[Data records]
··········

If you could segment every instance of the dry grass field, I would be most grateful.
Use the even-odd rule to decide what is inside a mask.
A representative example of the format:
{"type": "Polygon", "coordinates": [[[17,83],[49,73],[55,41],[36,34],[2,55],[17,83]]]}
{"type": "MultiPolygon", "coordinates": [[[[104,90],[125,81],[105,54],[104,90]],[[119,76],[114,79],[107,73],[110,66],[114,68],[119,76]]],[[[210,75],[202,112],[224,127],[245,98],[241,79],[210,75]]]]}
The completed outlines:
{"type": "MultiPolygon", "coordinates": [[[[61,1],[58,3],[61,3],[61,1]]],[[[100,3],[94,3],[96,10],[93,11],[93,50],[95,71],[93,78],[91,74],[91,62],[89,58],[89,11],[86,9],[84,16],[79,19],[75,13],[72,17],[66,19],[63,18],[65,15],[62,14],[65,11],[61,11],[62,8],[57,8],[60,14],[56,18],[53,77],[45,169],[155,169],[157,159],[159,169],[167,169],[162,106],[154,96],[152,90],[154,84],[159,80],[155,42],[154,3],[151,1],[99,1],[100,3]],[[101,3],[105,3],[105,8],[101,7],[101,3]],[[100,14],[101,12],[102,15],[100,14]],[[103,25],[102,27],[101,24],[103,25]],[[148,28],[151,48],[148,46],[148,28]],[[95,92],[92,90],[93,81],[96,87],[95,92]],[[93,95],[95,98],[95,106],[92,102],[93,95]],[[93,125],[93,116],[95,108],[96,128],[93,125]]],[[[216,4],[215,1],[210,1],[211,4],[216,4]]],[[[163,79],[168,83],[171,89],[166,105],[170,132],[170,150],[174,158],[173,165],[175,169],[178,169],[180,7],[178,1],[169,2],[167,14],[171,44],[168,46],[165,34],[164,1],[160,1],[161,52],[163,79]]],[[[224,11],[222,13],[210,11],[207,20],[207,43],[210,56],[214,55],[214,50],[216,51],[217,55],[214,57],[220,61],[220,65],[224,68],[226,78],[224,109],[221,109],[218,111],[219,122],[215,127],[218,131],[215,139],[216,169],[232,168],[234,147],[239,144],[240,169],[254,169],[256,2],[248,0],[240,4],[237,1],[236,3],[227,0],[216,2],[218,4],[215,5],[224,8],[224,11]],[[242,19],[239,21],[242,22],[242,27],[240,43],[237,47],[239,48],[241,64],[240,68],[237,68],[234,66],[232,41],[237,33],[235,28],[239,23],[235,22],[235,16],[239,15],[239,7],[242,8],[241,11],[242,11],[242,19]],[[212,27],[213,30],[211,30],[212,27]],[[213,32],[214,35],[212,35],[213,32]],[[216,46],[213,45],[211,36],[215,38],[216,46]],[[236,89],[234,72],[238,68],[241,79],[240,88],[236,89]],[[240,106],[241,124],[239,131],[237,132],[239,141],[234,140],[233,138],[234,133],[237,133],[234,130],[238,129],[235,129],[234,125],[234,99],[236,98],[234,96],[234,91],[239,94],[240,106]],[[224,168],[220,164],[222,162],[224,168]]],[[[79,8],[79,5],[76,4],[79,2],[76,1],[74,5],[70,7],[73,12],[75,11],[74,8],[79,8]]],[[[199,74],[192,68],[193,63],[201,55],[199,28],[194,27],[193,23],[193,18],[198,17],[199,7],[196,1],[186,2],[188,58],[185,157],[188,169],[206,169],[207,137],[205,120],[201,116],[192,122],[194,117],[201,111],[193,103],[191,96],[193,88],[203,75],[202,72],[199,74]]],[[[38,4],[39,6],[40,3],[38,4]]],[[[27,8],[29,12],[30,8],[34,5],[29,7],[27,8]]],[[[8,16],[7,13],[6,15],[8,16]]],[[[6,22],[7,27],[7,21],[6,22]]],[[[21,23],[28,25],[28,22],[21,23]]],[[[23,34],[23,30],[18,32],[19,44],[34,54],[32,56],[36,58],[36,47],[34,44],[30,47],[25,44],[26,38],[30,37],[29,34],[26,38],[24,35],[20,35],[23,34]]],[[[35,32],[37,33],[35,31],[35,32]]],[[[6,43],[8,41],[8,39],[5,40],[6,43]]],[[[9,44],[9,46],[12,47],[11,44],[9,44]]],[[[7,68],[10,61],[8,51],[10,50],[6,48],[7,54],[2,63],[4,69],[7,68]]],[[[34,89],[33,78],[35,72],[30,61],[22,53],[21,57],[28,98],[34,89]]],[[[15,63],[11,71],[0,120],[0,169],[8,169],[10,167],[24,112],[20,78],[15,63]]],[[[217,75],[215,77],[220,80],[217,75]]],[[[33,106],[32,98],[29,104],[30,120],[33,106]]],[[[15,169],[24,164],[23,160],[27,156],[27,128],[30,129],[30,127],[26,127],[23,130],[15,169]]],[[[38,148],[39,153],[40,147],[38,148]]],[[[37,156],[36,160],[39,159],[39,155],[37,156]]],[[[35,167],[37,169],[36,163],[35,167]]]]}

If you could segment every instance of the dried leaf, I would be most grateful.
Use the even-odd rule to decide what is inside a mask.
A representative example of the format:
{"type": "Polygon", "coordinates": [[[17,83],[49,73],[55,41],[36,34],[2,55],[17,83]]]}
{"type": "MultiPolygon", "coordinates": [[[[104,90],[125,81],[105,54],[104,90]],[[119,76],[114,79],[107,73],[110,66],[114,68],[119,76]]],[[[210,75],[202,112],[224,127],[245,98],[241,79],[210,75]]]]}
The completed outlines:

··········

#### EXERCISE:
Reproduce the entries from the line containing "If you could segment every instance of the dried" through the end of the entries, with "dried leaf" swapped for "withered leaf" and everything else left unchanged.

#### WORKED SOLUTION:
If you could segment every instance of the withered leaf, I would be most grateful.
Use the even-odd rule to decide what is inside a mask.
A representative example of the format:
{"type": "Polygon", "coordinates": [[[17,83],[49,73],[55,41],[36,34],[2,55],[17,83]]]}
{"type": "MultiPolygon", "coordinates": [[[[104,90],[125,81],[105,54],[104,90]],[[119,76],[114,79],[107,73],[110,66],[114,68],[119,76]]],[[[210,75],[202,112],[224,127],[245,98],[241,79],[210,75]]]]}
The completed outlines:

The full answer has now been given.